▶ [Records to use]:
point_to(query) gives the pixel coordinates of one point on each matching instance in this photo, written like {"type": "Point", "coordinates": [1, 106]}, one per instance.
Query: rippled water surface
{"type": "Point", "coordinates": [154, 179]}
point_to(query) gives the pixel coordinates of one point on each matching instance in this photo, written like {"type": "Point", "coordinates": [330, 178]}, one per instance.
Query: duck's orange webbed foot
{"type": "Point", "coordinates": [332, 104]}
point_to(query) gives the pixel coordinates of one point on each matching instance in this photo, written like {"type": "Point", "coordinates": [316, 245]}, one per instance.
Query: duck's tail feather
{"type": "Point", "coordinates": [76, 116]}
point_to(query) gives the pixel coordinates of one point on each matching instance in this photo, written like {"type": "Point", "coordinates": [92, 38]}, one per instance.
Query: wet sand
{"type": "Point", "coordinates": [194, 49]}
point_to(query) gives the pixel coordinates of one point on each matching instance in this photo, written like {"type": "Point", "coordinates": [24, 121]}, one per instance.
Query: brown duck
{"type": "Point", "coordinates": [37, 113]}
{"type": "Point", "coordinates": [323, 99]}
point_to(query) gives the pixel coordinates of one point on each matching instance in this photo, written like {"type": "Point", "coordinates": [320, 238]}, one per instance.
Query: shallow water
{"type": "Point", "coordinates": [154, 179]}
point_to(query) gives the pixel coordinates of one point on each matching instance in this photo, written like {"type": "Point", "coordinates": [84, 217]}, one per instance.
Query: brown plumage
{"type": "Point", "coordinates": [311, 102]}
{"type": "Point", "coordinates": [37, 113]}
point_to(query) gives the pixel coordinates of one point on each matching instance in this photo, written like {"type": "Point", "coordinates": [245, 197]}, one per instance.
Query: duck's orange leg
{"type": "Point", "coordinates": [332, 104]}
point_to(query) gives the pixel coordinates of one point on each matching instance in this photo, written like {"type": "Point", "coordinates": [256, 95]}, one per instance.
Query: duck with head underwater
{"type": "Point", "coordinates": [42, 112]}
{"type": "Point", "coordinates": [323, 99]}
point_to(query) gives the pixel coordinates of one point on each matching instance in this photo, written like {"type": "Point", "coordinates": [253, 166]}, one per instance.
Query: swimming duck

▶ [Your instructions]:
Collect every line of the rows above that contains the word "each".

▶ [Answer to this problem]:
point_to(query) gives the pixel coordinates of one point on each matching instance in this photo, written like {"type": "Point", "coordinates": [1, 106]}, one per instance.
point_to(query) gives the pixel coordinates of one point on each matching instance in this photo, written like {"type": "Point", "coordinates": [330, 178]}, one per instance.
point_to(query) gives the pixel coordinates of one point on each matching instance in this photo, written like {"type": "Point", "coordinates": [316, 245]}, one per instance.
point_to(query) gives the pixel coordinates of one point on each matching instance in this photo, written like {"type": "Point", "coordinates": [92, 38]}, one per instance.
point_to(query) gives the pixel coordinates of one point on each matching instance in this photo, written like {"type": "Point", "coordinates": [24, 121]}, one per instance.
point_to(query) gives the pixel coordinates of one point on each matching instance in this photo, written like {"type": "Point", "coordinates": [320, 238]}, one per instance.
point_to(query) gives the pixel coordinates of one point on each matching instance in this photo, written like {"type": "Point", "coordinates": [84, 217]}, one per instance.
point_to(query) gives the pixel coordinates of one point on each matching instance in this photo, written like {"type": "Point", "coordinates": [245, 197]}, one per instance.
point_to(query) gives the pixel coordinates of one point on each matching instance in this photo, written like {"type": "Point", "coordinates": [256, 95]}, one per instance.
point_to(query) gives the pixel coordinates of one point on each matching instance in this photo, written like {"type": "Point", "coordinates": [253, 166]}, one per instance.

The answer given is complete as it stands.